GOAL OF THE EXERCISE: Below are some records; return each one exactly.

#### RECORDS TO USE

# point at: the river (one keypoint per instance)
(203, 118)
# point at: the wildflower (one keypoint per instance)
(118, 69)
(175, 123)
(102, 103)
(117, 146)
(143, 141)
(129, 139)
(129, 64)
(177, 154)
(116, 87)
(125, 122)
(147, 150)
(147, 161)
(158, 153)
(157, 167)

########

REPLY:
# point at: the river (one keypoint per instance)
(203, 118)
# point at: the wildflower (one keypoint per instance)
(118, 69)
(175, 123)
(102, 103)
(117, 146)
(143, 141)
(129, 139)
(129, 64)
(177, 154)
(116, 87)
(125, 122)
(147, 150)
(147, 161)
(158, 153)
(157, 167)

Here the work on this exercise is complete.